EXERCISE BRIEF -> Report back every line in the data that includes the string "window".

MATERIAL FOR THIS EXERCISE ->
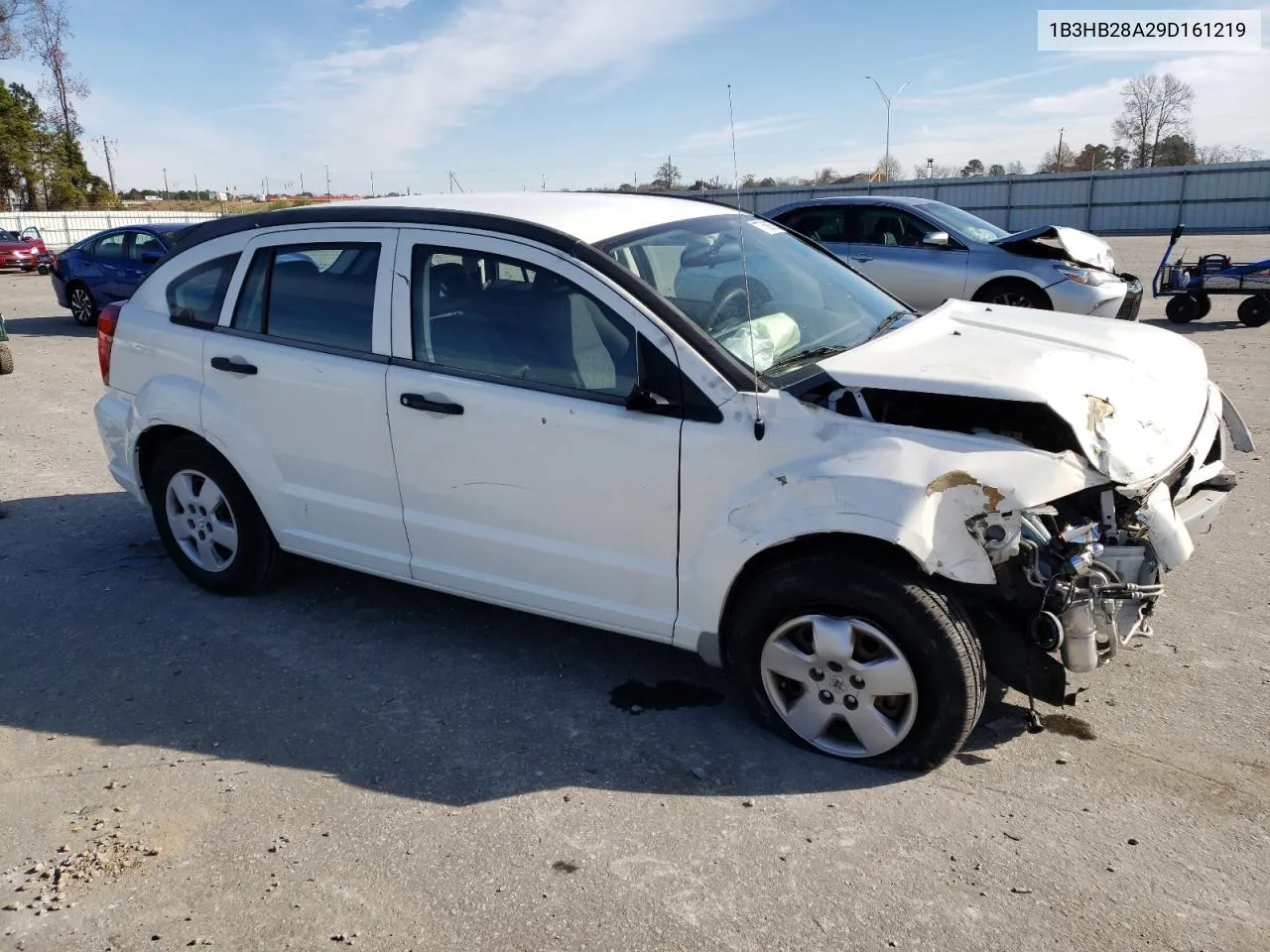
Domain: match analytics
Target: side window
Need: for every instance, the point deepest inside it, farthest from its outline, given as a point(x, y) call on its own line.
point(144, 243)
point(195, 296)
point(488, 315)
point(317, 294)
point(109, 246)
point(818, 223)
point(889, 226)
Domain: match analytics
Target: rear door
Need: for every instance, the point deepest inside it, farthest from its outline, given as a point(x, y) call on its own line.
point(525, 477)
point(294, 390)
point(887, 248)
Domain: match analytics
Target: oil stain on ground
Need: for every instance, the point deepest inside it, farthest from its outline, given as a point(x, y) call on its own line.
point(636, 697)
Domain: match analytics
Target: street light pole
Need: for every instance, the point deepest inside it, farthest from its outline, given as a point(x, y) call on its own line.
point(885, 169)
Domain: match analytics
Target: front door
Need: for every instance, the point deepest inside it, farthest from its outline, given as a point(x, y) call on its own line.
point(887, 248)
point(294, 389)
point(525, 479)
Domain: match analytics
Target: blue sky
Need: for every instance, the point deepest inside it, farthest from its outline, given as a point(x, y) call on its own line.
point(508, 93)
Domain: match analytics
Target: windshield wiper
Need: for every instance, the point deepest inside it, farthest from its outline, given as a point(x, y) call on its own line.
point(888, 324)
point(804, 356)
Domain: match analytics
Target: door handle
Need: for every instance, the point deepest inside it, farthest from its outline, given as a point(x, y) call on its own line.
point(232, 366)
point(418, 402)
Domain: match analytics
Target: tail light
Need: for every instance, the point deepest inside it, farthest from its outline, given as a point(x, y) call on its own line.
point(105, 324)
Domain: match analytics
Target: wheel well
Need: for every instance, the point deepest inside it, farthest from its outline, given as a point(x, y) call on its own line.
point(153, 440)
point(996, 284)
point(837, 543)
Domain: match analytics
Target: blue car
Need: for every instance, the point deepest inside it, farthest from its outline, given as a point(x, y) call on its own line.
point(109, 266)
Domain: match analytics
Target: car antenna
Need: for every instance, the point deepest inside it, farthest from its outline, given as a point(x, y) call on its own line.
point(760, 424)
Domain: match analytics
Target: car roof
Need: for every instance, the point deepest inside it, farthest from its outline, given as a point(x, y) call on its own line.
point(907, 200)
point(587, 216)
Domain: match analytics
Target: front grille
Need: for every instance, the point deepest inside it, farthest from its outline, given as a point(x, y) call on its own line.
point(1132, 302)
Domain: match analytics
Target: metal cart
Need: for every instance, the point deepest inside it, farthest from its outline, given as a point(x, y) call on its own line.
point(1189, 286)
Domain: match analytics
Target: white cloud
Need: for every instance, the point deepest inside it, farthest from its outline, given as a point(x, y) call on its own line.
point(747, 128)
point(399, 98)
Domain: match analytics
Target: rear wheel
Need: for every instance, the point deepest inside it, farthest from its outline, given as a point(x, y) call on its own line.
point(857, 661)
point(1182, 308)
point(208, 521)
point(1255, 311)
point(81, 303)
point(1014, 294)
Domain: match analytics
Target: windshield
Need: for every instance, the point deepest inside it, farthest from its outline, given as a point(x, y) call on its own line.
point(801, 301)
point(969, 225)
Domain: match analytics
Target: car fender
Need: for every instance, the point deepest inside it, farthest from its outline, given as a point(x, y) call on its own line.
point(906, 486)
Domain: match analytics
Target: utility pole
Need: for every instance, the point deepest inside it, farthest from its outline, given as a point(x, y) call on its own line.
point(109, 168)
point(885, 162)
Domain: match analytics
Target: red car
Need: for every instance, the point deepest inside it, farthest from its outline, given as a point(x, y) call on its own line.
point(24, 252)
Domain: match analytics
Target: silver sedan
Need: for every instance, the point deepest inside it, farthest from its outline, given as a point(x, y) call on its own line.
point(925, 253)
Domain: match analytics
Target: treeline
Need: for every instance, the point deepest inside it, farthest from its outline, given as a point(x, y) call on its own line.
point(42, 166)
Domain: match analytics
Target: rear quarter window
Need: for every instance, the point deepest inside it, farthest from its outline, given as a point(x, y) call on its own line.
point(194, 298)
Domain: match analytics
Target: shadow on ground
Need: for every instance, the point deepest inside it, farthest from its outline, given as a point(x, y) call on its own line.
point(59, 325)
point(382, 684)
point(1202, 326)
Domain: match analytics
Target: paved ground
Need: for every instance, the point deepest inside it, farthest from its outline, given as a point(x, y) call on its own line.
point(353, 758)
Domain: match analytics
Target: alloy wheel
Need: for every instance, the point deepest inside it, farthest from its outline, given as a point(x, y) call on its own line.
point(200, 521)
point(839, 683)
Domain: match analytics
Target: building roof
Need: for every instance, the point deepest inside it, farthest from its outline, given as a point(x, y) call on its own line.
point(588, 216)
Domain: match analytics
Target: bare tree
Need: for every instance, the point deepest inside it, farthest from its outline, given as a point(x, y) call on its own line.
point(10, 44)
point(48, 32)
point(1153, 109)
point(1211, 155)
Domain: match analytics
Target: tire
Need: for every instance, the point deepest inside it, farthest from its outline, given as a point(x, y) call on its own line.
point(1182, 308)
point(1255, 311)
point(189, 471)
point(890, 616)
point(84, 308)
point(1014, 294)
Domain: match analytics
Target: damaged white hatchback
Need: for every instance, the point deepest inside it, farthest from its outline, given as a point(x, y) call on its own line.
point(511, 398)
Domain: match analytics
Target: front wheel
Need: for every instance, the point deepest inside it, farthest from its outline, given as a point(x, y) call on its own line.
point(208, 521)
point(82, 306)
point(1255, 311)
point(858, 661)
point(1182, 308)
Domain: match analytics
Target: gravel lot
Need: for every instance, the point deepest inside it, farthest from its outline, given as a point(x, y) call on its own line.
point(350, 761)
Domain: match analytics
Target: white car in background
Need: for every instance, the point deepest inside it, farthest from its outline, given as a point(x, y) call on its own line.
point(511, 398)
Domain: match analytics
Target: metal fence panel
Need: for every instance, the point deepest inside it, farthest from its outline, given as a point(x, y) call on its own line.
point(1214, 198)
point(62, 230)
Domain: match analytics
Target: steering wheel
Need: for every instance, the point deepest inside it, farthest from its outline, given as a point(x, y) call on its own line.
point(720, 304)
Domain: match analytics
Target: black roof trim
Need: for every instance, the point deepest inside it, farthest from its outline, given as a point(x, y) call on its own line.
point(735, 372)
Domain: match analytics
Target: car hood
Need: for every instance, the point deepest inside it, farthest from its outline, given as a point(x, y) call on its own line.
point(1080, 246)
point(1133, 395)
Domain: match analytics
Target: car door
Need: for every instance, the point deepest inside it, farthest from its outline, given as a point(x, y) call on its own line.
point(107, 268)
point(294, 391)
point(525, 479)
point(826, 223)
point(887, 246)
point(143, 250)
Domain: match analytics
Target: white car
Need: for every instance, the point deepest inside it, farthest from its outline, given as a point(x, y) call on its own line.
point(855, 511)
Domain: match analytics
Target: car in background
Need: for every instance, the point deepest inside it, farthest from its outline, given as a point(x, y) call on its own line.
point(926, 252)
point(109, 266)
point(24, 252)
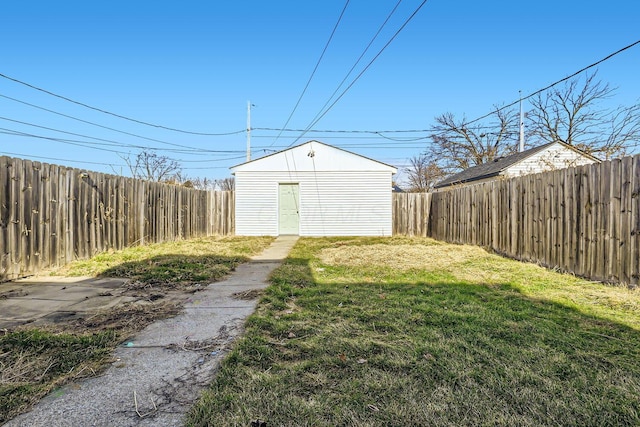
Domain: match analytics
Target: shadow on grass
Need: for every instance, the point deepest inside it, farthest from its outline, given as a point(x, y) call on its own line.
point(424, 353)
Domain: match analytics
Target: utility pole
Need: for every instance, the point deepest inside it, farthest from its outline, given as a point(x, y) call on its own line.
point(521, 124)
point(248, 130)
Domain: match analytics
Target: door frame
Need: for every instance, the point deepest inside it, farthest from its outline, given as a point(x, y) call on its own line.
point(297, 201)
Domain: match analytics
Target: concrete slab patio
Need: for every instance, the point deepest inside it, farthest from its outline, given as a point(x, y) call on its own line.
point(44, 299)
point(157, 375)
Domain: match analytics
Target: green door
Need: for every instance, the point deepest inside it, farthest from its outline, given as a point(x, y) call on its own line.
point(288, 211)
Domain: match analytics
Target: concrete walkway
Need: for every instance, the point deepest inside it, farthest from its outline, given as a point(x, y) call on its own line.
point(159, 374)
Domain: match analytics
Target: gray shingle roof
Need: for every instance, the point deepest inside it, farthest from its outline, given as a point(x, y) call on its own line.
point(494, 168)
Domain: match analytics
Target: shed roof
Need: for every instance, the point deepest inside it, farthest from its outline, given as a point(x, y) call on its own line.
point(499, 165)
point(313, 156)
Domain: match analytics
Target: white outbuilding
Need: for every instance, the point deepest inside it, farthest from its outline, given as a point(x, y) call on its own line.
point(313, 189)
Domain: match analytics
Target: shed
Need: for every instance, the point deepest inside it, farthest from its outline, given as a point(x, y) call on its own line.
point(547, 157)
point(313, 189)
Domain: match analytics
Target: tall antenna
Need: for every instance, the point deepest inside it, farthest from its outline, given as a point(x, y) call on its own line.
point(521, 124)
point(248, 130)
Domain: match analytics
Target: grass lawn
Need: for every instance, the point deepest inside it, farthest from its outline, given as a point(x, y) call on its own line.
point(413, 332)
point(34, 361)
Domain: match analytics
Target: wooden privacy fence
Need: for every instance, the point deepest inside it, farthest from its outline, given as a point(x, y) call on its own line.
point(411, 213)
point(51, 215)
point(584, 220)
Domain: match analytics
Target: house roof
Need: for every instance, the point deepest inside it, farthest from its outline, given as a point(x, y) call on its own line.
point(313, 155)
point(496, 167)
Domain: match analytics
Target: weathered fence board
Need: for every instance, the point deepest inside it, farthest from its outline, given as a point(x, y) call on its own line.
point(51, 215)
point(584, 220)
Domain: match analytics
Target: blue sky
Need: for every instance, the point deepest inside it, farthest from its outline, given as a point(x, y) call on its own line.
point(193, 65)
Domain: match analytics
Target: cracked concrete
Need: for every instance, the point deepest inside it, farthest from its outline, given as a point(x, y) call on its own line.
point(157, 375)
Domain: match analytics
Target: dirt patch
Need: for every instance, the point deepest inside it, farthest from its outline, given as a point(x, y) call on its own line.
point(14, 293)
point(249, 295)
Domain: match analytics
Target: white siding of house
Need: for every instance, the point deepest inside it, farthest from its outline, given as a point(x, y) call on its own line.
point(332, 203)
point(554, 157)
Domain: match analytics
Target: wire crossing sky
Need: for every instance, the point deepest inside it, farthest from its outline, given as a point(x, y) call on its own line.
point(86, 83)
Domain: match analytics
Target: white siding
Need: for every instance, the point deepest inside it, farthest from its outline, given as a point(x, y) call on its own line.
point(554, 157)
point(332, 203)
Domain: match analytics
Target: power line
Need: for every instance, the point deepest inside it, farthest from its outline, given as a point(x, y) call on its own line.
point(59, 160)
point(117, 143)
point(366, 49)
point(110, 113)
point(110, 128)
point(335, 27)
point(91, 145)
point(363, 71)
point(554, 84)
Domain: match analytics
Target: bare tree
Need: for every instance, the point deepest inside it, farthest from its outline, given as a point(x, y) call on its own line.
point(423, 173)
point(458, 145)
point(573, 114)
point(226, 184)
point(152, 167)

YOUR RESPONSE ->
Target: side window
Target: rear quarter window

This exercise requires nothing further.